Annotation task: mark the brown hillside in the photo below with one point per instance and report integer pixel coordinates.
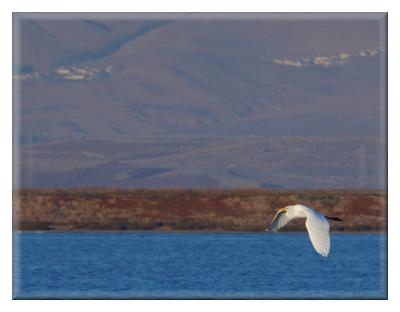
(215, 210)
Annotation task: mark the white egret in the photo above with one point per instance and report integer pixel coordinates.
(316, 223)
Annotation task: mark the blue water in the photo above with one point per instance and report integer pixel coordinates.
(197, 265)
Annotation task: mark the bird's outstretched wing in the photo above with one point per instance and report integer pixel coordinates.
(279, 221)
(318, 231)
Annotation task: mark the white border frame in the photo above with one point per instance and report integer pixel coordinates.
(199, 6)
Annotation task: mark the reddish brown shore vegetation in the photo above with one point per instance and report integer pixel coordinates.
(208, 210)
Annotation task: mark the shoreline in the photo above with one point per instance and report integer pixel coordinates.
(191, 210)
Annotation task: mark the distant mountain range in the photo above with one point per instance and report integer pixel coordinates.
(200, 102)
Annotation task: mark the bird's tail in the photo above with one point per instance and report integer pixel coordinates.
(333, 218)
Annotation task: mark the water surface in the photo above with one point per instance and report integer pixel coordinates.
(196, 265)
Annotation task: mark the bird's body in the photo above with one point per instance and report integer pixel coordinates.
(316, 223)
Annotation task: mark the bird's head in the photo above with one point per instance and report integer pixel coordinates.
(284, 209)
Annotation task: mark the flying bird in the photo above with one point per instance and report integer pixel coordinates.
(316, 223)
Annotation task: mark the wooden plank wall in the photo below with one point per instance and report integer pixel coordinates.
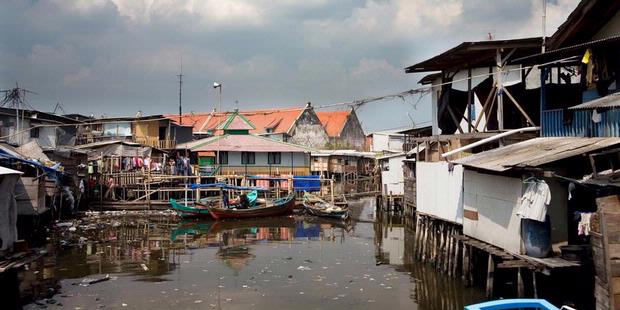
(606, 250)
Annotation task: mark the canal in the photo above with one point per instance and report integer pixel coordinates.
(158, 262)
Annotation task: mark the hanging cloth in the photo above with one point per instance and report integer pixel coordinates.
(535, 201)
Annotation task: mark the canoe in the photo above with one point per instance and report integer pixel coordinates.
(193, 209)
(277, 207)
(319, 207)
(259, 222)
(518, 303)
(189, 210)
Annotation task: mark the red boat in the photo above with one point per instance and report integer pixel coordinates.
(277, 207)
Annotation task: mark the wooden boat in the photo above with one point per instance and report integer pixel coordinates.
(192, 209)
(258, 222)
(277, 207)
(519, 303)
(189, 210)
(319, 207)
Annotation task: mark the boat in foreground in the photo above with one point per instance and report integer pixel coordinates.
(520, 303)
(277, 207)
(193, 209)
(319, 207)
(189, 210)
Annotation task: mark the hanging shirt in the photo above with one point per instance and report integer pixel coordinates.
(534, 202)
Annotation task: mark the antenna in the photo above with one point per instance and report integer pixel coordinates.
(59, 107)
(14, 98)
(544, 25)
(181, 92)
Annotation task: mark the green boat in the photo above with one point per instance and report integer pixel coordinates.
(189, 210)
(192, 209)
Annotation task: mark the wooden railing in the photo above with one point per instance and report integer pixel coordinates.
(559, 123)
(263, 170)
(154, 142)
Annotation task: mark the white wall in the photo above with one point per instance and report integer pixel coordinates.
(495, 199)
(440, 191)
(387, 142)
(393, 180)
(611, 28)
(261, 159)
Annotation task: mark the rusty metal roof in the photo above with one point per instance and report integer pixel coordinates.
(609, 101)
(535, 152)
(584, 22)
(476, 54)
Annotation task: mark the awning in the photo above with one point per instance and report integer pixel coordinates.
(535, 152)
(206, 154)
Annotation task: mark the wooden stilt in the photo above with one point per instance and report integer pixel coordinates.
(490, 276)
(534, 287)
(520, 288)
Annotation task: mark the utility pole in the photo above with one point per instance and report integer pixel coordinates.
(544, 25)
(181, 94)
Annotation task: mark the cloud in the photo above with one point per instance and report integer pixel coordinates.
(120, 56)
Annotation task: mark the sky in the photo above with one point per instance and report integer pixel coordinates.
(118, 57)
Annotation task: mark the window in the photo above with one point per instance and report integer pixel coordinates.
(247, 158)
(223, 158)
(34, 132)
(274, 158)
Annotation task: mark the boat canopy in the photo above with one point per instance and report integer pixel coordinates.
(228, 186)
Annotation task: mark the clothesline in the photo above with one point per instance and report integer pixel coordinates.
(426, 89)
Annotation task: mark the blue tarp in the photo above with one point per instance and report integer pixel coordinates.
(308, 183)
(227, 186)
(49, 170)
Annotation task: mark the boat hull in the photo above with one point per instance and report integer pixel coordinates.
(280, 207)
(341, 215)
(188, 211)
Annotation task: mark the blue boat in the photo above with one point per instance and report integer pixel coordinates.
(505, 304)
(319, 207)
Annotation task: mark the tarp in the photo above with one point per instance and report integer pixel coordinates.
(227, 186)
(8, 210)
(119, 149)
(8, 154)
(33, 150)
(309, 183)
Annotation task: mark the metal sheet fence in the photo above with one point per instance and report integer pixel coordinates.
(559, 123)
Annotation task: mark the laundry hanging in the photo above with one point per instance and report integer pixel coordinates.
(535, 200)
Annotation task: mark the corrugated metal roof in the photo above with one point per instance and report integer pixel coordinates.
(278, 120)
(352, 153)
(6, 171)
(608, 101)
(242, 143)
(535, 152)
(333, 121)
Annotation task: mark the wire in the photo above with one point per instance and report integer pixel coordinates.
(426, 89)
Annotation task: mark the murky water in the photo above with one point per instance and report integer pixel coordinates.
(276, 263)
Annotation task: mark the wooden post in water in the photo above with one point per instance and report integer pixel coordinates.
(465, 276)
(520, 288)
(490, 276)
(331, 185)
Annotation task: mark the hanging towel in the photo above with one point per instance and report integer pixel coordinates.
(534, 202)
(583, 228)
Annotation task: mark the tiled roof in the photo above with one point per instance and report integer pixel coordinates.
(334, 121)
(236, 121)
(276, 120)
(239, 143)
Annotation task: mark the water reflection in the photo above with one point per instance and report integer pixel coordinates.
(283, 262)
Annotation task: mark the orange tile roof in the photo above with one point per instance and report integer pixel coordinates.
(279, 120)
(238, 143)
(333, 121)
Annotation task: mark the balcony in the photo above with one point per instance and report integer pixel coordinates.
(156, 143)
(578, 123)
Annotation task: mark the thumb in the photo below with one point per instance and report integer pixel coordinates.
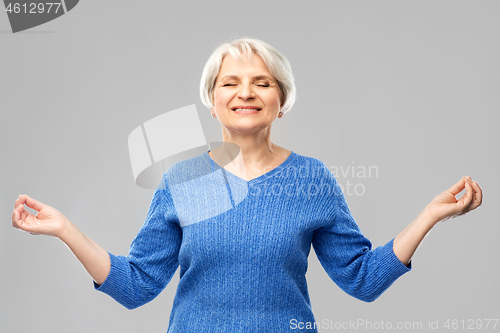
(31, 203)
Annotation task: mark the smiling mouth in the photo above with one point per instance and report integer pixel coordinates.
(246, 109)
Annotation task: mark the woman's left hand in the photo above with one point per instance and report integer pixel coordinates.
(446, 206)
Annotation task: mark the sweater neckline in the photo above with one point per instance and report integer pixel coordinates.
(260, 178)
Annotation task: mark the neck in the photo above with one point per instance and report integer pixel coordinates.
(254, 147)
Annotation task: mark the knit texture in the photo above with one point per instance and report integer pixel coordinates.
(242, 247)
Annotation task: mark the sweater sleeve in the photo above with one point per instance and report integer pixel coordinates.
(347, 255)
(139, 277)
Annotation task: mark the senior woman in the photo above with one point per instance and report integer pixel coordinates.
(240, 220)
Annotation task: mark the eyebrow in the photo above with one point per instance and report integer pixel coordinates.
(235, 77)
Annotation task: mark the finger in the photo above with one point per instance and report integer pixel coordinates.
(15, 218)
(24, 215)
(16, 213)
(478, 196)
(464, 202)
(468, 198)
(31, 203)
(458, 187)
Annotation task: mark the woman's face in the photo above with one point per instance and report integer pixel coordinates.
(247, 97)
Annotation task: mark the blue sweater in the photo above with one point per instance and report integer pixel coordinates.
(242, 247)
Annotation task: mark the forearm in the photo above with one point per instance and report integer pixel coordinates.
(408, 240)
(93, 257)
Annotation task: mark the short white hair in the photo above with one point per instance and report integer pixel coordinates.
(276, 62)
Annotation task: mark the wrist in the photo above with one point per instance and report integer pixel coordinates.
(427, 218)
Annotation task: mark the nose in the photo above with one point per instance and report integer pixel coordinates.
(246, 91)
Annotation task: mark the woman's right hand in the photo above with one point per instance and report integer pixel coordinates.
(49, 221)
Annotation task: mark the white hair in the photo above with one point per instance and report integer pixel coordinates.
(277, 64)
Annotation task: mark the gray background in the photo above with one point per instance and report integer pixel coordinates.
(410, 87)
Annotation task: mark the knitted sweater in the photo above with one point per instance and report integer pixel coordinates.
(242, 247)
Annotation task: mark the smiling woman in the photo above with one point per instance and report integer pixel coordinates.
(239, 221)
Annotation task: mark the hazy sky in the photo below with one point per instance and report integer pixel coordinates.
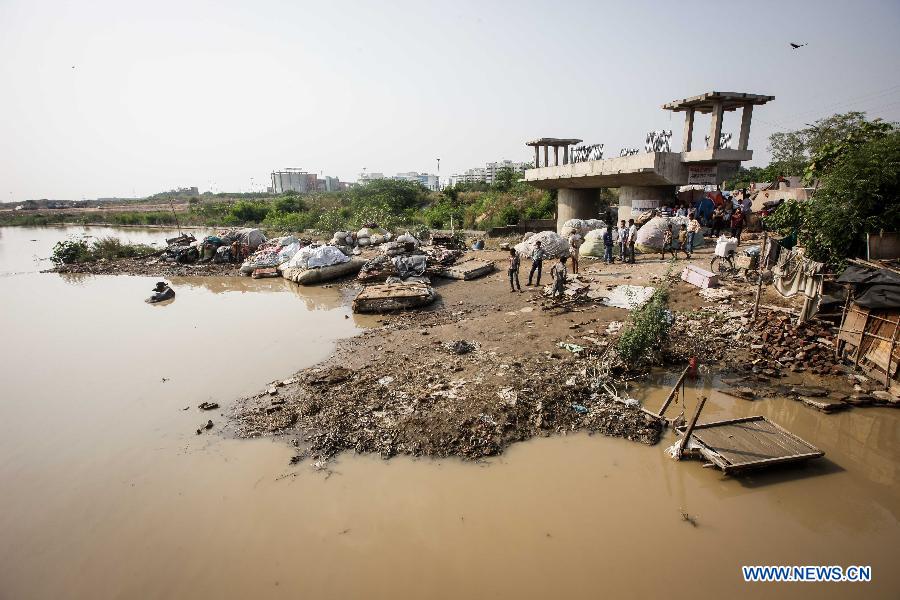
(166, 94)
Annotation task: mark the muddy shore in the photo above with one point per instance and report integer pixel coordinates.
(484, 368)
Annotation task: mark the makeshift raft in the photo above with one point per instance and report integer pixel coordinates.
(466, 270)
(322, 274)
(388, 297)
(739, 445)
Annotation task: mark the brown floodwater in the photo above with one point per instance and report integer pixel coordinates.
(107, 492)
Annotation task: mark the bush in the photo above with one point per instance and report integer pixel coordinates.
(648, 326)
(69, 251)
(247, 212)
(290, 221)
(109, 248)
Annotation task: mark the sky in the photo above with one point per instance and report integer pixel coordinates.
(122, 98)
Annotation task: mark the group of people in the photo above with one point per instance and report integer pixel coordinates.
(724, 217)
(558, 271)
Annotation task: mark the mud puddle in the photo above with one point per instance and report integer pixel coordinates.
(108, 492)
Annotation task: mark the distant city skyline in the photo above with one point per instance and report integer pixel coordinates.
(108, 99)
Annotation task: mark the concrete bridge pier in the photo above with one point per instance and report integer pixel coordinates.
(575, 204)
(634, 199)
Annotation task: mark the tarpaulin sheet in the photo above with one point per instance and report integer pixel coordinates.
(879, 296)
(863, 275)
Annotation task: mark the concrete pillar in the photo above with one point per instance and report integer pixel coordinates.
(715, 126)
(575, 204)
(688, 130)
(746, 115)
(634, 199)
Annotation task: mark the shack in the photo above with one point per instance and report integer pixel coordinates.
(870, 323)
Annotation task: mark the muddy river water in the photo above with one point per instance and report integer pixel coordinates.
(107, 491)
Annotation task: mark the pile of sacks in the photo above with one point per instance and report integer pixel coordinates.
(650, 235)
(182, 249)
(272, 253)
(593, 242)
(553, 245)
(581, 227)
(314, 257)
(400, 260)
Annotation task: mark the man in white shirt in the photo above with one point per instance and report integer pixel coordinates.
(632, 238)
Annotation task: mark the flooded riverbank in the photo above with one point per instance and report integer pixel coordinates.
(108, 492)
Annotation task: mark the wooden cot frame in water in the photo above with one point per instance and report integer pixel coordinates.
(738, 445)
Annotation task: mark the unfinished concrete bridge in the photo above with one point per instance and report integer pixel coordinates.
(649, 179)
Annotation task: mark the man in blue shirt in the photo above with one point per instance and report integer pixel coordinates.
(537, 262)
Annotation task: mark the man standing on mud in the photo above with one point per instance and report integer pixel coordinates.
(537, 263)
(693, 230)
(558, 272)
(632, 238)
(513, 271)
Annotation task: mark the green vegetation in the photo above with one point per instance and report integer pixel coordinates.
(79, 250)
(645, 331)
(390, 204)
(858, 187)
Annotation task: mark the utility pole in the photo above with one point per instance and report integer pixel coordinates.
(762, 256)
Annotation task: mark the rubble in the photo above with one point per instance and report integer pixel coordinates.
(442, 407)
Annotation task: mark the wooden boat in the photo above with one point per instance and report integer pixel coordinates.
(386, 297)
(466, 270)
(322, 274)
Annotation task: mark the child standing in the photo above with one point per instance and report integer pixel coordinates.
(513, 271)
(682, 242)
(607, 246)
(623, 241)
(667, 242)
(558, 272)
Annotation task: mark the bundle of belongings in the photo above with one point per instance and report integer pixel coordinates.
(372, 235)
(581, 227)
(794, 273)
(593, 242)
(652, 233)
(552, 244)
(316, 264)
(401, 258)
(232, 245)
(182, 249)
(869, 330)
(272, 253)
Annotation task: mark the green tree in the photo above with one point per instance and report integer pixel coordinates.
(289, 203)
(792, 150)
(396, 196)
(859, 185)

• [Problem to work on]:
Repeat the line that contains "Annotation task: mark the rubble", then every line after it until the records end, with nothing added.

• [Solution]:
Annotation task: mark the rubble in the photo above with one point per instance and report integer pixel coordinates.
(442, 407)
Annotation task: mark the wooden boat in the photo above with one point per instance and report integer pixel coordinates.
(386, 297)
(466, 270)
(322, 274)
Annotation task: mark the child standing in the photo above with one point per instance and report integer pixel coordinates.
(513, 271)
(682, 242)
(607, 246)
(623, 241)
(667, 242)
(558, 272)
Annotation task: mark the bundle of belongings in the photo above with one point per instance and report integer pixel coordinates.
(372, 235)
(581, 227)
(794, 273)
(593, 242)
(652, 233)
(552, 244)
(316, 264)
(401, 258)
(232, 245)
(182, 249)
(869, 330)
(272, 253)
Annotation task: mark the green tree in the photo above with one point per instance and report integer pixel coordinates.
(289, 203)
(792, 150)
(396, 196)
(859, 185)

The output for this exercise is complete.